• What you should do
Rewrite the lines from the one containing "job | pin one point per instance of the man's wrist" through the one containing "[(720, 416), (524, 559), (18, 456)]", swapping "blonde" for "red" and changing nothing else. Return only those lines.

- - -

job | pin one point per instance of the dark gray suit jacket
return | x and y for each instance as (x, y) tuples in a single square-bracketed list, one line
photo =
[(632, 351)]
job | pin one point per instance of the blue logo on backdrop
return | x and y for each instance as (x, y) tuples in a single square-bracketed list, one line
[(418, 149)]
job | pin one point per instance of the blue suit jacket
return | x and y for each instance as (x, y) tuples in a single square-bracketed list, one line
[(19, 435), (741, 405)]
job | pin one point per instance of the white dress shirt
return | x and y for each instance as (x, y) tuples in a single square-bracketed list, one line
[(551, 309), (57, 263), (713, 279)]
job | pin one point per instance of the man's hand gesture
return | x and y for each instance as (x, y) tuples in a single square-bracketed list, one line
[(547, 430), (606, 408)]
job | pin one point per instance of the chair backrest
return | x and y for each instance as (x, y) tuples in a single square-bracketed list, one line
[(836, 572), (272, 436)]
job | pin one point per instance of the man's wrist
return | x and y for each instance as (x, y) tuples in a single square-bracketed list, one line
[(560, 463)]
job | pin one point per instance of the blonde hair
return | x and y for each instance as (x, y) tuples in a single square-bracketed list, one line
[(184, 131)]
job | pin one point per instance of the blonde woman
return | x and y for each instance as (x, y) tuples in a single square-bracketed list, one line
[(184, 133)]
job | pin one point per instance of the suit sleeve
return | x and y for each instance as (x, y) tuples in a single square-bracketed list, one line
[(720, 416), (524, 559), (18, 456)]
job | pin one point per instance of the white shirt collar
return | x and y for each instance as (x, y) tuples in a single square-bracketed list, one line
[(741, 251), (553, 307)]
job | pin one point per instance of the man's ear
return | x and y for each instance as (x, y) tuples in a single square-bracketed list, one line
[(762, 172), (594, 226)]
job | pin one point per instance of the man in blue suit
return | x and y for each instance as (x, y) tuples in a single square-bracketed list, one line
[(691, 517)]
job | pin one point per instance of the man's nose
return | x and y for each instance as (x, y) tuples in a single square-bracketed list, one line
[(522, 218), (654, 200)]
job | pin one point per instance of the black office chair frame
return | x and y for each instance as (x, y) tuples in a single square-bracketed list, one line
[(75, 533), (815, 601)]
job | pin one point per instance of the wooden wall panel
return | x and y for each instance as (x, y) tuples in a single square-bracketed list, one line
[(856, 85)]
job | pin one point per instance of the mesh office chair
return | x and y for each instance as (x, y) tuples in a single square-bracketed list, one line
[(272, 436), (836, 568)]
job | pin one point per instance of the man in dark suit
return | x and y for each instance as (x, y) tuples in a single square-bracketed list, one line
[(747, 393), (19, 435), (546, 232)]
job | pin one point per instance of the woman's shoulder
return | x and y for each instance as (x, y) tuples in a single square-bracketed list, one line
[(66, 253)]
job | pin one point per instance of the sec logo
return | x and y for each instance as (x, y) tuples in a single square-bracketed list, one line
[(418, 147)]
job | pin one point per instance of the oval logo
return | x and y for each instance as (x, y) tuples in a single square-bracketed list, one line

- - -

• Answer for the task
job | pin one point per instance of the man's wrist
return | x and y for each instance as (x, y) tuples in a single square-bracketed list, one line
[(560, 463)]
job | pin one point per instance of the red hair
return | x and y for each instance as (x, y) tuples in a single square-bracketed list, one line
[(184, 131)]
job | pin one point per instance of the red woman
return | x and y for each instance as (x, y) tuples in a single square-bracketed list, one line
[(184, 133)]
job | pin one point per instance of the suit sleeve
return | x and y for each instance as (x, y) tuples in a single square-bracketed list, one line
[(720, 416), (524, 559), (18, 456)]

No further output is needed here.